Work required> Reproduce the stretch of the listing from the line containing "Q: In the photo above, mark the small" through the line containing "x=145, y=239", switching "seedling" to "sprout" and leaving everything else unchanged.

------------------------------

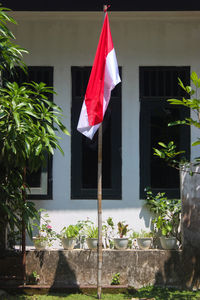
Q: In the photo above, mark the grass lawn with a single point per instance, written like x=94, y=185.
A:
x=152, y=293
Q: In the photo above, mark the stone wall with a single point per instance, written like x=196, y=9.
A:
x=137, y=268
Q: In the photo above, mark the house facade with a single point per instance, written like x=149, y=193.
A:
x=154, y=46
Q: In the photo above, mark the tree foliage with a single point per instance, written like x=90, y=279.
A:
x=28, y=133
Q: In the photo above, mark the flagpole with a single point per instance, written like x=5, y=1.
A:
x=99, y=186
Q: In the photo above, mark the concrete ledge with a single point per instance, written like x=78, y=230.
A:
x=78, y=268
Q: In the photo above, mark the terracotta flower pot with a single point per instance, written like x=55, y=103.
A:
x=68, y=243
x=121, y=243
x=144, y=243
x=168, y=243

------------------------------

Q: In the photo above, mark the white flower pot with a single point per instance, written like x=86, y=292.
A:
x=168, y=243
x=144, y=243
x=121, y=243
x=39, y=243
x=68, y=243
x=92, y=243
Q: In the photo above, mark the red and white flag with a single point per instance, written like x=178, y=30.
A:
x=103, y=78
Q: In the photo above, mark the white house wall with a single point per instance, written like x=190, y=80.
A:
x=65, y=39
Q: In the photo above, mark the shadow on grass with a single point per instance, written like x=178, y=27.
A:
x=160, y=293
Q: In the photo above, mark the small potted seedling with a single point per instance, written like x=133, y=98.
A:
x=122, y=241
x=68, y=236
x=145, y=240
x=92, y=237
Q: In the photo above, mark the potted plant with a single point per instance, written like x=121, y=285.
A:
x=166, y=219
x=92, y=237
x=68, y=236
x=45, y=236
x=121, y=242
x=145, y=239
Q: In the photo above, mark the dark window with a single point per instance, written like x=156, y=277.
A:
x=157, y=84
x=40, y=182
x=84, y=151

------------------------------

Solution for this task>
Q: In the photo above, mark the small potted sprout with a single point per instance, written like x=133, y=98.
A:
x=122, y=241
x=68, y=236
x=145, y=240
x=92, y=237
Q: In the photo above, mark the potted plant with a single point per instance, written like x=121, y=285.
A:
x=166, y=219
x=92, y=237
x=68, y=236
x=45, y=236
x=121, y=242
x=145, y=239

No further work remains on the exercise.